- [Supplied text]:
* * *
Many roses have showy hips (don’t deadhead if you want these to develop), they include the prickly Rosa ‘Fru Dagmar Hastrup’ that has fragrant pink flowers. Finally, the exceptional flagon fruits of red-flowered Rosa ‘Sealing Wax’ stands around 2.5 metres in height but can have lower shrubs planted in the foreground.
Many climbers also have showy fruits. The bold pyracantha is probably the supremo for in-your-face displays of red or orange berries from autumn. Among the number available is Pyracantha Saphyr Orange = ‘Cadange’.
For something different there are the purple autumn pods of the annual climber Lablab purpureus ‘Ruby Moon’. If you are really brave and can handle a 12 metre high climber, there’s the shiny green wall-covering leaves of Celastrus orbiculatus. Its fruits are curious with yellow-lined pods that burst open to show its red berries. For a warm spot the subtle Schisandra rubriflora has dangling red flowers and red fruits, both distinctive and unusual.
* * *
[Excerpts from the segmentation records]
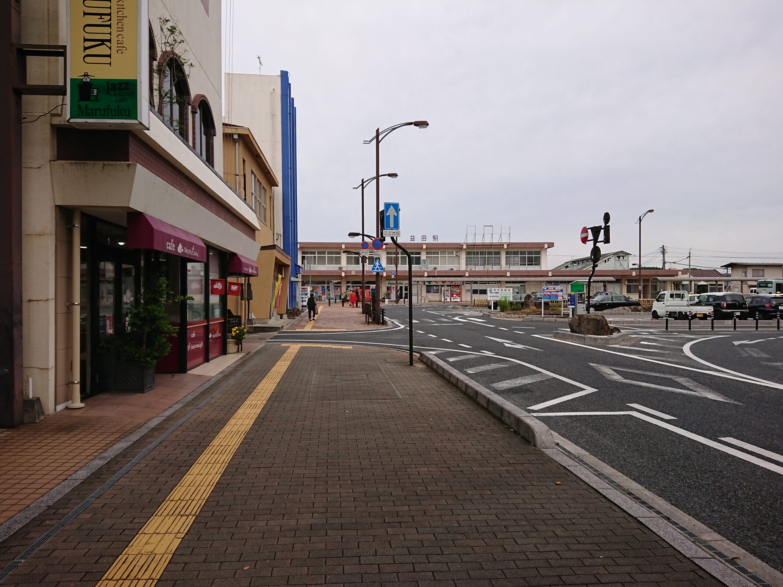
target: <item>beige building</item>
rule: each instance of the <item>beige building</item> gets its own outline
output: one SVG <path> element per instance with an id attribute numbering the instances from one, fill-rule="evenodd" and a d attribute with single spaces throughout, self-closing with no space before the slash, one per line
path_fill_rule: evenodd
<path id="1" fill-rule="evenodd" d="M 272 166 L 247 127 L 223 123 L 223 176 L 258 218 L 256 242 L 260 246 L 255 259 L 257 276 L 229 278 L 242 284 L 239 296 L 229 297 L 229 309 L 241 316 L 242 323 L 251 317 L 256 323 L 266 323 L 286 315 L 290 256 L 275 243 L 275 219 L 279 216 L 273 189 L 280 186 Z M 279 199 L 278 199 L 279 200 Z M 229 274 L 232 275 L 232 268 Z M 247 285 L 252 292 L 247 299 Z M 233 288 L 229 288 L 229 291 Z"/>
<path id="2" fill-rule="evenodd" d="M 68 1 L 22 2 L 21 41 L 68 44 Z M 47 413 L 117 387 L 99 346 L 124 326 L 145 280 L 157 272 L 175 293 L 194 298 L 170 308 L 177 335 L 157 370 L 186 371 L 225 353 L 228 302 L 213 282 L 227 279 L 238 257 L 258 257 L 257 231 L 262 242 L 273 242 L 274 203 L 262 221 L 262 210 L 238 193 L 234 169 L 226 175 L 223 168 L 220 3 L 150 0 L 145 16 L 141 46 L 131 48 L 144 90 L 137 97 L 132 85 L 124 95 L 138 101 L 139 124 L 74 119 L 74 103 L 87 116 L 103 107 L 104 87 L 110 92 L 89 70 L 71 81 L 65 106 L 62 95 L 22 98 L 30 123 L 21 125 L 22 362 Z M 181 43 L 166 38 L 161 19 L 176 26 Z M 80 65 L 71 65 L 71 76 L 82 75 L 74 71 Z M 27 78 L 62 85 L 63 69 L 61 59 L 30 59 Z M 269 169 L 265 162 L 259 169 L 265 164 Z M 271 170 L 257 177 L 267 193 L 276 185 Z"/>

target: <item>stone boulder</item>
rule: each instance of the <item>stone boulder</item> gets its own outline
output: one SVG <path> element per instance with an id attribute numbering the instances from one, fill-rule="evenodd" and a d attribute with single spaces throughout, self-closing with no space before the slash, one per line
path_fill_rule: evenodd
<path id="1" fill-rule="evenodd" d="M 568 320 L 568 328 L 575 334 L 591 337 L 608 337 L 620 331 L 619 328 L 610 326 L 606 318 L 601 314 L 577 314 Z"/>

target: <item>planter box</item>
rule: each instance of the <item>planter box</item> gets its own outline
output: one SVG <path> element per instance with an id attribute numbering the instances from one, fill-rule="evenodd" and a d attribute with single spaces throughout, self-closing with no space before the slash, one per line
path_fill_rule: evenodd
<path id="1" fill-rule="evenodd" d="M 146 394 L 155 387 L 155 366 L 117 361 L 113 391 Z"/>

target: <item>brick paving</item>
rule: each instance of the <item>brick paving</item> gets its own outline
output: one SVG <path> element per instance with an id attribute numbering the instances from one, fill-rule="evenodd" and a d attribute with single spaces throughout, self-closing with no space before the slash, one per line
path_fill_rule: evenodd
<path id="1" fill-rule="evenodd" d="M 286 350 L 244 359 L 230 387 L 4 584 L 95 585 Z M 721 585 L 406 363 L 388 350 L 302 347 L 157 585 Z M 0 565 L 189 409 L 0 545 Z"/>
<path id="2" fill-rule="evenodd" d="M 245 351 L 257 347 L 260 338 L 249 337 Z M 99 394 L 86 398 L 81 409 L 63 409 L 38 423 L 0 430 L 0 524 L 207 381 L 211 364 L 194 369 L 204 374 L 158 373 L 155 388 L 146 394 Z"/>

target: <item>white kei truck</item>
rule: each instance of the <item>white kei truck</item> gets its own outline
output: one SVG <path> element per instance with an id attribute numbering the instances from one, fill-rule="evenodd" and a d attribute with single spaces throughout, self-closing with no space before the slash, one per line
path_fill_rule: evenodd
<path id="1" fill-rule="evenodd" d="M 687 320 L 709 320 L 713 317 L 712 306 L 691 305 L 687 291 L 662 291 L 652 303 L 652 317 Z"/>

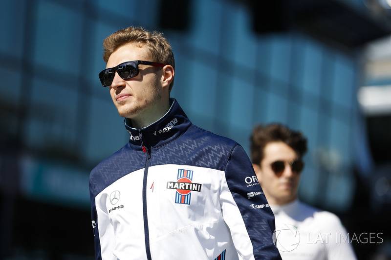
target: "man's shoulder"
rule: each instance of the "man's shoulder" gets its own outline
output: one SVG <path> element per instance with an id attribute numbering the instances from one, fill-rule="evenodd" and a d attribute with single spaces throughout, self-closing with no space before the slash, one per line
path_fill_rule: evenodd
<path id="1" fill-rule="evenodd" d="M 302 202 L 299 202 L 299 208 L 302 212 L 305 212 L 313 217 L 314 221 L 323 223 L 327 225 L 339 224 L 341 220 L 335 214 L 311 206 Z"/>
<path id="2" fill-rule="evenodd" d="M 232 139 L 216 134 L 194 124 L 189 128 L 188 132 L 188 134 L 192 136 L 193 138 L 208 140 L 213 141 L 215 144 L 221 144 L 230 146 L 235 146 L 238 144 L 237 142 Z"/>
<path id="3" fill-rule="evenodd" d="M 138 166 L 140 153 L 132 152 L 129 143 L 110 156 L 102 160 L 91 171 L 90 176 L 110 176 L 111 174 L 129 172 Z"/>

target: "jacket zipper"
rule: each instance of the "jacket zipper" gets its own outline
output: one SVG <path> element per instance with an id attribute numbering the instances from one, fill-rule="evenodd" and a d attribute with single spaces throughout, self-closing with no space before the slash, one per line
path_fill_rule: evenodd
<path id="1" fill-rule="evenodd" d="M 143 180 L 143 215 L 144 216 L 144 231 L 145 238 L 145 251 L 147 254 L 147 259 L 152 260 L 151 256 L 151 248 L 150 247 L 149 229 L 148 228 L 148 217 L 147 212 L 147 179 L 148 176 L 148 167 L 149 167 L 150 160 L 151 160 L 151 147 L 144 146 L 143 143 L 143 135 L 141 129 L 139 130 L 140 140 L 141 142 L 141 147 L 143 151 L 147 154 L 147 158 L 145 161 L 145 166 L 144 171 L 144 179 Z M 147 152 L 148 152 L 148 153 Z"/>

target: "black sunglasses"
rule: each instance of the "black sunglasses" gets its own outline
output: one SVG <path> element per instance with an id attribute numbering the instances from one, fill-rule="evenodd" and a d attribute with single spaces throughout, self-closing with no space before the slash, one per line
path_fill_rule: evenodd
<path id="1" fill-rule="evenodd" d="M 99 73 L 99 80 L 101 80 L 102 85 L 105 87 L 110 86 L 113 82 L 113 80 L 114 80 L 114 76 L 115 76 L 116 71 L 118 73 L 118 75 L 124 80 L 128 80 L 136 77 L 138 75 L 138 65 L 140 64 L 150 65 L 155 67 L 165 66 L 163 63 L 144 60 L 127 61 L 115 67 L 101 71 Z"/>
<path id="2" fill-rule="evenodd" d="M 301 160 L 289 160 L 288 162 L 292 172 L 300 173 L 304 168 L 304 162 Z M 282 175 L 282 173 L 285 170 L 285 162 L 282 160 L 277 160 L 272 162 L 270 165 L 272 170 L 278 177 L 280 177 Z"/>

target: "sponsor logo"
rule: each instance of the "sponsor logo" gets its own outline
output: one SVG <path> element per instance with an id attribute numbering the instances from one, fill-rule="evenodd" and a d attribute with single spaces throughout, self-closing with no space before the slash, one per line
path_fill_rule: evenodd
<path id="1" fill-rule="evenodd" d="M 118 191 L 113 191 L 110 194 L 110 202 L 112 205 L 115 205 L 119 200 L 121 193 Z"/>
<path id="2" fill-rule="evenodd" d="M 118 206 L 118 207 L 114 207 L 113 208 L 109 209 L 109 213 L 110 212 L 111 212 L 113 210 L 115 210 L 116 209 L 122 209 L 122 208 L 124 208 L 124 205 L 121 205 L 121 206 Z"/>
<path id="3" fill-rule="evenodd" d="M 202 184 L 192 181 L 193 175 L 193 171 L 178 169 L 177 181 L 167 182 L 167 189 L 176 190 L 175 203 L 190 205 L 192 192 L 201 191 Z"/>
<path id="4" fill-rule="evenodd" d="M 247 187 L 260 185 L 260 183 L 258 182 L 258 179 L 257 179 L 257 176 L 255 175 L 246 177 L 244 179 L 244 181 L 247 184 Z"/>
<path id="5" fill-rule="evenodd" d="M 176 119 L 176 118 L 175 118 L 171 121 L 170 121 L 170 122 L 168 123 L 167 125 L 166 125 L 166 126 L 163 129 L 162 129 L 162 130 L 155 131 L 154 133 L 152 133 L 152 134 L 153 134 L 154 135 L 156 136 L 156 135 L 157 135 L 157 134 L 167 133 L 170 130 L 171 130 L 171 128 L 172 128 L 174 125 L 176 124 L 177 122 L 178 122 L 178 120 Z"/>
<path id="6" fill-rule="evenodd" d="M 255 208 L 256 209 L 263 209 L 263 208 L 268 208 L 269 207 L 269 204 L 267 204 L 267 203 L 266 203 L 266 204 L 259 204 L 258 205 L 256 205 L 255 204 L 252 204 L 251 205 L 250 205 L 250 206 L 251 206 L 251 207 L 252 207 L 253 208 Z"/>
<path id="7" fill-rule="evenodd" d="M 131 132 L 130 131 L 128 131 L 129 132 L 129 134 L 130 135 L 130 140 L 132 141 L 134 140 L 140 140 L 140 137 L 138 136 L 134 136 L 131 135 Z"/>
<path id="8" fill-rule="evenodd" d="M 276 230 L 273 233 L 273 241 L 279 250 L 290 252 L 300 242 L 300 233 L 297 228 L 290 224 L 285 224 L 286 228 Z"/>
<path id="9" fill-rule="evenodd" d="M 252 191 L 251 192 L 249 192 L 247 193 L 247 198 L 248 198 L 248 199 L 250 200 L 253 197 L 258 196 L 258 195 L 261 195 L 261 194 L 263 194 L 263 191 Z"/>

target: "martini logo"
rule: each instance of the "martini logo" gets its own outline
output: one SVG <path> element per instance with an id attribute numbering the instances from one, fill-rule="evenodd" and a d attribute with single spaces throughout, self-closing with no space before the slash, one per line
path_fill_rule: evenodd
<path id="1" fill-rule="evenodd" d="M 176 181 L 168 181 L 167 189 L 176 190 L 175 203 L 190 204 L 192 191 L 201 191 L 201 184 L 194 183 L 193 180 L 193 171 L 178 169 Z"/>

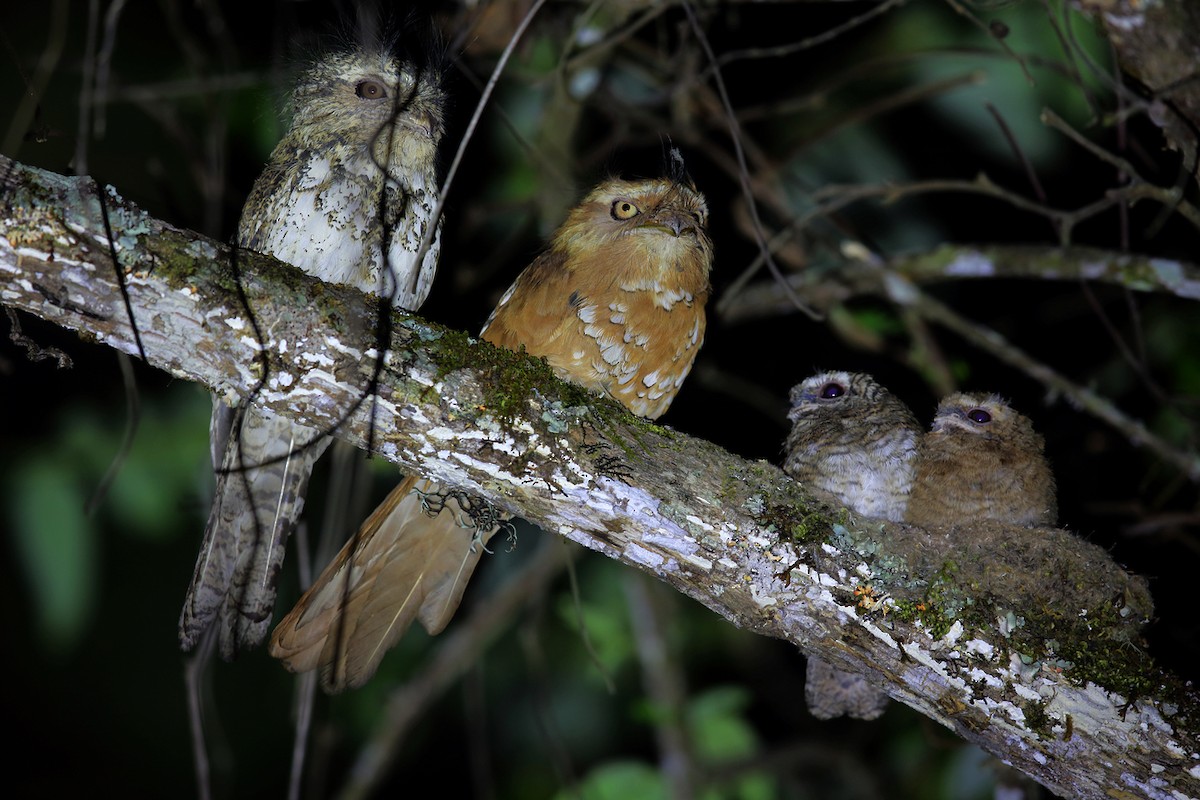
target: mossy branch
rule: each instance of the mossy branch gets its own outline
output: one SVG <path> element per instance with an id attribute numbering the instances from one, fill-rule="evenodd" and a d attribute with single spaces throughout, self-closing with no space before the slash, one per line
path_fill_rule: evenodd
<path id="1" fill-rule="evenodd" d="M 862 672 L 1056 792 L 1200 794 L 1196 698 L 1139 650 L 1146 585 L 1100 548 L 1057 530 L 854 518 L 774 465 L 637 420 L 540 361 L 380 314 L 89 179 L 0 157 L 0 186 L 4 305 L 652 573 Z"/>

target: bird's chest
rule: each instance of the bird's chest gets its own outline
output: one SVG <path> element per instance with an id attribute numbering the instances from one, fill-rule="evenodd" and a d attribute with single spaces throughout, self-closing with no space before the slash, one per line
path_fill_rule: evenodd
<path id="1" fill-rule="evenodd" d="M 322 281 L 371 294 L 395 291 L 398 307 L 415 308 L 428 294 L 438 237 L 419 270 L 416 253 L 433 221 L 431 190 L 420 176 L 402 190 L 378 169 L 370 174 L 310 154 L 263 180 L 271 185 L 264 191 L 256 185 L 251 199 L 260 196 L 262 204 L 247 203 L 240 229 L 244 246 Z M 420 279 L 414 281 L 418 272 Z"/>
<path id="2" fill-rule="evenodd" d="M 704 297 L 678 285 L 626 283 L 572 303 L 566 363 L 634 414 L 666 411 L 704 338 Z"/>

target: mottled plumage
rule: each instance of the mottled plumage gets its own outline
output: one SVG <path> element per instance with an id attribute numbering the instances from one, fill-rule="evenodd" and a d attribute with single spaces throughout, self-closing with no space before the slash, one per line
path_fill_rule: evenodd
<path id="1" fill-rule="evenodd" d="M 704 198 L 673 156 L 674 178 L 610 180 L 572 209 L 482 332 L 652 419 L 703 341 L 712 267 Z M 413 619 L 440 631 L 496 531 L 457 499 L 431 519 L 422 503 L 443 492 L 413 479 L 394 489 L 276 627 L 271 655 L 341 691 L 366 682 Z"/>
<path id="2" fill-rule="evenodd" d="M 899 522 L 912 488 L 920 425 L 904 401 L 862 373 L 823 372 L 792 387 L 784 470 L 857 513 Z M 809 657 L 804 684 L 818 720 L 875 720 L 888 696 L 860 675 Z"/>
<path id="3" fill-rule="evenodd" d="M 920 439 L 905 519 L 922 528 L 991 519 L 1054 525 L 1054 473 L 1042 437 L 995 395 L 950 395 Z"/>
<path id="4" fill-rule="evenodd" d="M 899 522 L 920 423 L 870 375 L 826 372 L 792 387 L 784 470 L 857 513 Z"/>
<path id="5" fill-rule="evenodd" d="M 397 307 L 420 306 L 438 260 L 437 230 L 420 263 L 416 254 L 436 224 L 443 104 L 437 71 L 389 47 L 322 58 L 296 84 L 290 128 L 246 200 L 238 243 Z M 284 546 L 329 439 L 252 397 L 236 408 L 223 399 L 211 426 L 216 495 L 179 634 L 190 650 L 218 621 L 229 658 L 266 634 Z"/>

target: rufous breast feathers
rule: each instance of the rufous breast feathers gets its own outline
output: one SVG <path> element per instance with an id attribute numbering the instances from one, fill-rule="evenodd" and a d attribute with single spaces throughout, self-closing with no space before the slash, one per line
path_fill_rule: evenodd
<path id="1" fill-rule="evenodd" d="M 601 184 L 500 299 L 484 338 L 660 416 L 704 338 L 707 222 L 703 196 L 682 180 Z"/>

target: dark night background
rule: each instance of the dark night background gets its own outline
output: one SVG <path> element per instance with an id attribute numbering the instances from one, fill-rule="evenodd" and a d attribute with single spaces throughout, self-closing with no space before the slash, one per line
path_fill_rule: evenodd
<path id="1" fill-rule="evenodd" d="M 1114 83 L 1109 46 L 1088 18 L 1060 2 L 974 2 L 966 14 L 932 0 L 894 5 L 796 53 L 722 61 L 750 173 L 790 215 L 811 210 L 812 193 L 829 184 L 904 185 L 980 173 L 1036 199 L 988 104 L 1052 207 L 1086 206 L 1120 186 L 1121 176 L 1040 125 L 1043 107 L 1130 161 L 1147 181 L 1169 187 L 1183 180 L 1178 157 L 1133 107 L 1136 92 Z M 150 213 L 217 239 L 230 236 L 282 133 L 289 70 L 354 18 L 350 4 L 160 0 L 130 4 L 107 28 L 112 5 L 34 6 L 6 12 L 0 108 L 11 114 L 0 126 L 0 152 L 54 172 L 86 172 Z M 731 2 L 704 5 L 700 16 L 721 56 L 798 42 L 875 6 Z M 436 17 L 455 61 L 444 161 L 526 8 L 502 0 L 426 4 L 416 12 Z M 94 103 L 92 132 L 80 149 L 90 11 L 98 11 L 98 49 L 107 32 L 115 40 L 107 96 Z M 577 28 L 629 35 L 599 52 L 577 46 L 564 55 Z M 1159 614 L 1146 631 L 1150 651 L 1194 678 L 1200 510 L 1195 485 L 1178 470 L 946 330 L 910 325 L 886 301 L 854 299 L 822 321 L 775 309 L 734 320 L 715 308 L 757 248 L 707 67 L 678 6 L 548 4 L 467 150 L 448 201 L 438 278 L 421 314 L 476 331 L 566 205 L 610 172 L 658 173 L 670 138 L 709 198 L 716 266 L 704 349 L 662 421 L 778 463 L 787 390 L 816 368 L 870 372 L 925 422 L 947 381 L 997 391 L 1045 435 L 1060 524 L 1150 578 Z M 30 92 L 40 92 L 36 106 L 26 102 Z M 20 124 L 23 110 L 35 108 Z M 1194 200 L 1194 185 L 1184 185 Z M 760 204 L 768 235 L 787 224 L 779 206 Z M 1057 234 L 1046 217 L 995 197 L 932 192 L 851 205 L 808 227 L 778 260 L 785 271 L 835 275 L 846 241 L 888 258 L 943 242 L 1049 249 Z M 1072 241 L 1189 260 L 1198 239 L 1182 217 L 1145 201 L 1081 223 Z M 766 272 L 755 278 L 768 279 Z M 1200 317 L 1193 302 L 1070 281 L 964 281 L 930 290 L 1195 453 Z M 19 323 L 38 344 L 65 350 L 73 368 L 30 362 L 7 337 L 0 344 L 7 421 L 0 439 L 0 624 L 8 631 L 0 708 L 14 736 L 11 796 L 97 786 L 130 796 L 194 794 L 175 626 L 211 491 L 209 396 L 134 365 L 132 447 L 85 513 L 130 425 L 118 359 L 30 317 Z M 914 331 L 926 333 L 932 349 L 918 348 Z M 326 457 L 306 509 L 313 537 L 328 507 L 329 470 Z M 382 462 L 372 462 L 368 474 L 360 506 L 378 500 L 395 476 Z M 464 609 L 487 603 L 520 559 L 550 543 L 544 539 L 522 528 L 515 549 L 497 548 Z M 631 599 L 641 597 L 630 584 L 641 581 L 684 678 L 680 712 L 706 776 L 703 796 L 991 796 L 986 758 L 907 708 L 893 705 L 877 723 L 820 723 L 804 709 L 804 658 L 792 646 L 734 630 L 599 555 L 581 554 L 576 570 L 577 600 L 565 576 L 530 588 L 522 614 L 409 734 L 389 792 L 665 796 L 654 739 L 664 711 L 646 697 L 630 621 Z M 294 569 L 286 572 L 281 597 L 289 603 L 298 578 Z M 580 637 L 581 614 L 595 655 Z M 413 632 L 370 686 L 318 699 L 307 796 L 342 784 L 388 691 L 420 673 L 436 644 Z M 216 796 L 283 795 L 294 684 L 265 652 L 211 666 L 204 724 Z M 53 766 L 34 766 L 40 763 Z"/>

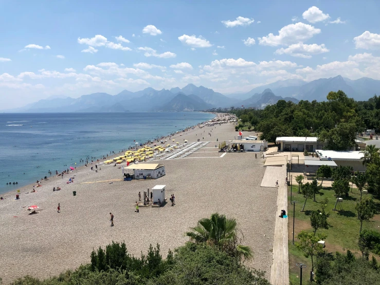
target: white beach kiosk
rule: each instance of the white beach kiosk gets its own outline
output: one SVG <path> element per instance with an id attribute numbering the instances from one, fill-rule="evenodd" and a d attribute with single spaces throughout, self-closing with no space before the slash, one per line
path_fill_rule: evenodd
<path id="1" fill-rule="evenodd" d="M 157 179 L 165 175 L 165 166 L 159 164 L 130 164 L 123 168 L 123 175 L 126 169 L 128 170 L 132 169 L 134 171 L 135 179 Z"/>
<path id="2" fill-rule="evenodd" d="M 153 204 L 152 207 L 161 207 L 161 204 L 166 201 L 165 187 L 166 185 L 156 185 L 152 188 L 153 193 Z M 159 204 L 158 200 L 160 204 Z"/>

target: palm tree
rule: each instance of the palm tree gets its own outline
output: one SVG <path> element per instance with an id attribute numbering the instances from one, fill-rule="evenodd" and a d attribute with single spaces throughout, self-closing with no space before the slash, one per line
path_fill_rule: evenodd
<path id="1" fill-rule="evenodd" d="M 250 259 L 254 256 L 250 247 L 238 244 L 243 239 L 238 236 L 238 231 L 241 231 L 237 226 L 236 219 L 227 218 L 216 212 L 211 215 L 210 219 L 200 220 L 197 226 L 191 228 L 192 231 L 187 232 L 186 235 L 196 243 L 205 242 L 218 246 L 238 258 Z"/>
<path id="2" fill-rule="evenodd" d="M 366 146 L 365 149 L 361 151 L 361 152 L 364 153 L 364 156 L 361 158 L 363 165 L 372 163 L 373 154 L 377 152 L 379 149 L 380 149 L 376 148 L 374 145 L 369 145 Z"/>

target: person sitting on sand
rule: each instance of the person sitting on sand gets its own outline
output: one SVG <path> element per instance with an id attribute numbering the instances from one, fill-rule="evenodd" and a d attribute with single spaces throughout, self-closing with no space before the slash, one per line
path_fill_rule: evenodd
<path id="1" fill-rule="evenodd" d="M 286 212 L 285 210 L 281 210 L 281 214 L 279 216 L 280 218 L 284 218 L 284 216 L 286 215 Z"/>

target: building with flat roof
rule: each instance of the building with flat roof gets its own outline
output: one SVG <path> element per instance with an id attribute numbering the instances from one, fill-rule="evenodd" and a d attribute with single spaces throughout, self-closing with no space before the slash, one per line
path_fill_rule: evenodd
<path id="1" fill-rule="evenodd" d="M 365 171 L 362 158 L 364 153 L 361 151 L 337 151 L 316 150 L 315 153 L 321 161 L 333 161 L 339 166 L 352 166 L 354 171 Z"/>
<path id="2" fill-rule="evenodd" d="M 279 150 L 283 151 L 303 152 L 306 149 L 311 152 L 323 147 L 323 144 L 314 136 L 280 136 L 276 138 L 276 143 L 280 144 Z"/>
<path id="3" fill-rule="evenodd" d="M 229 143 L 232 145 L 240 145 L 245 151 L 265 151 L 268 148 L 268 141 L 250 139 L 235 139 Z"/>
<path id="4" fill-rule="evenodd" d="M 129 166 L 123 168 L 123 174 L 124 174 L 125 169 L 133 170 L 135 174 L 135 179 L 143 179 L 147 176 L 150 176 L 152 179 L 156 179 L 165 175 L 165 166 L 159 164 L 130 164 Z"/>

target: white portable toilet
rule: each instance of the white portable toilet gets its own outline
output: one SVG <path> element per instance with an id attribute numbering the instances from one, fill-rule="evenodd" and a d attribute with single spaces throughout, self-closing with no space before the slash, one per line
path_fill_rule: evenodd
<path id="1" fill-rule="evenodd" d="M 165 187 L 166 185 L 156 185 L 152 188 L 153 193 L 153 203 L 158 202 L 158 199 L 163 203 L 165 201 Z"/>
* * *
- [Set problem A]:
For each statement, say whether it agrees with the text on showy fruits. Answer yes or no and quote the deciding words. (i) Rosa ‘Sealing Wax’ has red flowers. (ii) Lablab purpureus ‘Ruby Moon’ is a perennial climber. (iii) The pods of Celastrus orbiculatus are lined with yellow.
- [Set problem B]:
Please pick up the text on showy fruits after its last sentence and continue it.

- [Reply A]:
(i) Yes: "red-flowered Rosa ‘Sealing Wax’"
(ii) No: "the annual climber Lablab purpureus ‘Ruby Moon’"
(iii) Yes: "yellow-lined pods that burst open to show its red berries"

- [Reply B]:
If you have room for larger shrubs consider the native guelder rose in the beautiful form Viburnum opulus ‘Compactum’ with clusters of shiny red fruits. The larger Viburnum opulus ‘Xanthocarpum’ is a beauty with its translucent orange berries. For intrigue, try the blue berries of Clerodendrum trichotomum, the large but delicate sprays of red berries on Nandina domestica ‘Richmond, that last all through winter, or, finally, the violet fruit of Callicarpa bodinieri var. giraldii ‘Profusion’, these have a haunting quality all their own, most effective in late autumn.